_Your goal_. Pull out every line with the word "long" from the entries below.

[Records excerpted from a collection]
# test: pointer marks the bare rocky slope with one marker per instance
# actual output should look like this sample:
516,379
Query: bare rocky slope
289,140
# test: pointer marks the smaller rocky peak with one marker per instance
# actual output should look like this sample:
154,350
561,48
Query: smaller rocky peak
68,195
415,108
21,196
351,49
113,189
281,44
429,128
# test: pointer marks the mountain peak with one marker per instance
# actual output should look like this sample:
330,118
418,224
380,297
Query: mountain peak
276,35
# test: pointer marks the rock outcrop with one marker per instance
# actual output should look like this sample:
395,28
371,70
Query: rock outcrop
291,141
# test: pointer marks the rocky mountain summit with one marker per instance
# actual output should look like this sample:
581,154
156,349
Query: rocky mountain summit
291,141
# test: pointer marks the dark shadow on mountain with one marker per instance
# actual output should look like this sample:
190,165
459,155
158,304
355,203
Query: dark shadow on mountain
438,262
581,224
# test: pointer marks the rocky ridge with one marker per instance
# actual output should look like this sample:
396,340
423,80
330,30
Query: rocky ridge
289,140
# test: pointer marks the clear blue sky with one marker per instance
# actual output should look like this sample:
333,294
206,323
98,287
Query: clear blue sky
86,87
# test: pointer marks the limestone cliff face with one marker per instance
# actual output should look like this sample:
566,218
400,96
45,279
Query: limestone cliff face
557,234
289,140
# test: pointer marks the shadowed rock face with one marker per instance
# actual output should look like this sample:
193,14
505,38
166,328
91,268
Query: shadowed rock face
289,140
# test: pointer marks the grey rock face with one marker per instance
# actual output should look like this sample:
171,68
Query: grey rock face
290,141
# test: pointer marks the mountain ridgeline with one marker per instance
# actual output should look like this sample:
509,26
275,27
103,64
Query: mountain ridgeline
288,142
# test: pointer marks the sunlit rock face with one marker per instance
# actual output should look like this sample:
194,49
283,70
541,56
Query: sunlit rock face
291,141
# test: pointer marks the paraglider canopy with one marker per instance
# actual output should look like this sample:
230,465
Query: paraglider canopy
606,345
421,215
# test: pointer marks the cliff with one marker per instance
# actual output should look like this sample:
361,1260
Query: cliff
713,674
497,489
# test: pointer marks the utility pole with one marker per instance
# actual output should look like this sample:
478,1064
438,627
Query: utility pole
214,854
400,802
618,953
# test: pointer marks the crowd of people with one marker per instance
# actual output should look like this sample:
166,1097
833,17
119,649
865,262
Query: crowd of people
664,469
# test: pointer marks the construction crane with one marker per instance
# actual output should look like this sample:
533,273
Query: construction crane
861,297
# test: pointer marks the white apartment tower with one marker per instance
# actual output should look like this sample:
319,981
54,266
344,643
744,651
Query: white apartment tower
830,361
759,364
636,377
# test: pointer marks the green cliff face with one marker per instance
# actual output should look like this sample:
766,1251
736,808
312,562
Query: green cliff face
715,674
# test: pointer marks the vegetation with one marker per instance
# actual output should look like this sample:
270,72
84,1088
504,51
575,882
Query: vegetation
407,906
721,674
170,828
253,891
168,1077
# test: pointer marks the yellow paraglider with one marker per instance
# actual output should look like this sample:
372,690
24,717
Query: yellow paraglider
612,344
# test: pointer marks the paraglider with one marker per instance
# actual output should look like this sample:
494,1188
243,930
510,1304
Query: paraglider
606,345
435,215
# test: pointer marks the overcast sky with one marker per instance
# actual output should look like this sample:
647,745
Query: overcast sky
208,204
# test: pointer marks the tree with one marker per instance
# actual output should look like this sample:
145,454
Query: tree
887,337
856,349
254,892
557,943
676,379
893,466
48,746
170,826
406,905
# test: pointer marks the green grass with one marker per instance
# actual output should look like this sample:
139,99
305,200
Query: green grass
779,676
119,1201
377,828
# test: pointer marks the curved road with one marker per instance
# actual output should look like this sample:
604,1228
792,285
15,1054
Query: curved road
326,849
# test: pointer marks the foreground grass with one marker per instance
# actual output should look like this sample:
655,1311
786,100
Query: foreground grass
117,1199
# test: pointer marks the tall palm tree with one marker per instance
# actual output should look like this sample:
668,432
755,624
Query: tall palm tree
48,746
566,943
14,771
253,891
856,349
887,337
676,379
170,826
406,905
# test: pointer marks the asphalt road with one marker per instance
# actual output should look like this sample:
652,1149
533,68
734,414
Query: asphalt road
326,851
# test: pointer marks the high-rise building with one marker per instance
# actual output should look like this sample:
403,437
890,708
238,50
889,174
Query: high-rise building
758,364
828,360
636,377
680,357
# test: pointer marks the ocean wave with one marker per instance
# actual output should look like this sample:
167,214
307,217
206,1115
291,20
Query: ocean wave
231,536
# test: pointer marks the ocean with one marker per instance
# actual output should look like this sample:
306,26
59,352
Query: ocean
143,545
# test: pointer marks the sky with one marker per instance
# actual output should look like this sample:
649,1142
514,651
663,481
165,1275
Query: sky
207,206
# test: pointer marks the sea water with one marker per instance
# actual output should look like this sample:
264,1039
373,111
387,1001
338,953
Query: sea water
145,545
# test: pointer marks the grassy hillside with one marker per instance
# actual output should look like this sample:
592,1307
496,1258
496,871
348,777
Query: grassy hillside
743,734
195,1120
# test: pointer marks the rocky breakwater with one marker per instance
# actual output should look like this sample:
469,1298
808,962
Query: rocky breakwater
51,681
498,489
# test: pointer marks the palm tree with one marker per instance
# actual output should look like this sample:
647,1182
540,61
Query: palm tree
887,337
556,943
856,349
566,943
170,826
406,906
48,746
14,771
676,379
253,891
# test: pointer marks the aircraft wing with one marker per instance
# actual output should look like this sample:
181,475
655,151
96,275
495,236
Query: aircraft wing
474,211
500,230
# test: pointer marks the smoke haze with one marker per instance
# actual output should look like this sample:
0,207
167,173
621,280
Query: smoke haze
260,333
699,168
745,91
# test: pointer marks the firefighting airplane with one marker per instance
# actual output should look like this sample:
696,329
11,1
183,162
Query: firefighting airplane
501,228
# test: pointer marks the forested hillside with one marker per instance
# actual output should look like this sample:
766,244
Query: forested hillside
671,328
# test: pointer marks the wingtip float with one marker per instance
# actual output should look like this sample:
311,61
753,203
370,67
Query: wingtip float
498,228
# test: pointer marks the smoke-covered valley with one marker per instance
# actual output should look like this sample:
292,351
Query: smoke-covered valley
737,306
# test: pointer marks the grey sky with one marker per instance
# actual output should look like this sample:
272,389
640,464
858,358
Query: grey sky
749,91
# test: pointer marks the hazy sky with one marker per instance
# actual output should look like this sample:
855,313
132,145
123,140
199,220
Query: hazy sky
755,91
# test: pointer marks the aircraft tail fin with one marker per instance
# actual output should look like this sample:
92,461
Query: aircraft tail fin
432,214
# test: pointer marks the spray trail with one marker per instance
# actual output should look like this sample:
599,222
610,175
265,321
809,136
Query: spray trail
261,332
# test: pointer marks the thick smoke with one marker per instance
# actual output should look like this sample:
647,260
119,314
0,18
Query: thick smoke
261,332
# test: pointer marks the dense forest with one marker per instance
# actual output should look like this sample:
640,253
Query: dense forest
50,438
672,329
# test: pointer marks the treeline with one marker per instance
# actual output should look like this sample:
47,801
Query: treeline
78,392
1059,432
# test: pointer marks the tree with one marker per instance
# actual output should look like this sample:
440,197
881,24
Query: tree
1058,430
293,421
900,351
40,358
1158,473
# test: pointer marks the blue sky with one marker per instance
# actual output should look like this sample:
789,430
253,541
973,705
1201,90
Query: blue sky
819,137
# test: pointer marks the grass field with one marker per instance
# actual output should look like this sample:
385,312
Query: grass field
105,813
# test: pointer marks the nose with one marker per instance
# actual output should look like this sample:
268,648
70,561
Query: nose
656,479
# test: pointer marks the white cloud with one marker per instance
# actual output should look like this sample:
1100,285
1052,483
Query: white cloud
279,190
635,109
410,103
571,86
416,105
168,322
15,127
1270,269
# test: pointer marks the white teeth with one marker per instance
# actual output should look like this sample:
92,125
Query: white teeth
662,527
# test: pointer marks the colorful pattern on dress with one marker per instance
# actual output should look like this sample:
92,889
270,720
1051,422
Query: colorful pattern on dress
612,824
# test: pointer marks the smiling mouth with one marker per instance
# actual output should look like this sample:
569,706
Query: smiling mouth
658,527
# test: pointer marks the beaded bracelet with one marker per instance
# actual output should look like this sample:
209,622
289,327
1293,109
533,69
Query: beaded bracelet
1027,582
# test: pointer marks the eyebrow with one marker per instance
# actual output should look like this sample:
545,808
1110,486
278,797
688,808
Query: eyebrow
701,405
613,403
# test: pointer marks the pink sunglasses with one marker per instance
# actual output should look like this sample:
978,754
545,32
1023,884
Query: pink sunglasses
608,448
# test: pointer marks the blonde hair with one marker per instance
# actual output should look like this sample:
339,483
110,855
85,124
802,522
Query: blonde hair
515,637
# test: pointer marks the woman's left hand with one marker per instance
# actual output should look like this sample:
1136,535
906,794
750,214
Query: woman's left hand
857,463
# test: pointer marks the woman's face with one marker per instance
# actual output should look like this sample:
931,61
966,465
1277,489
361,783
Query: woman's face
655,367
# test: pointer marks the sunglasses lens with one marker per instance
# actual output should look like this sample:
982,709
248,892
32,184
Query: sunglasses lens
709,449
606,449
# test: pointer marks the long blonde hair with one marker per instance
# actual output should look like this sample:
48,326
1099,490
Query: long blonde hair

_Response to the exercise_.
# test: pointer marks the long blonde hair with one marker per instance
Query: long blonde hair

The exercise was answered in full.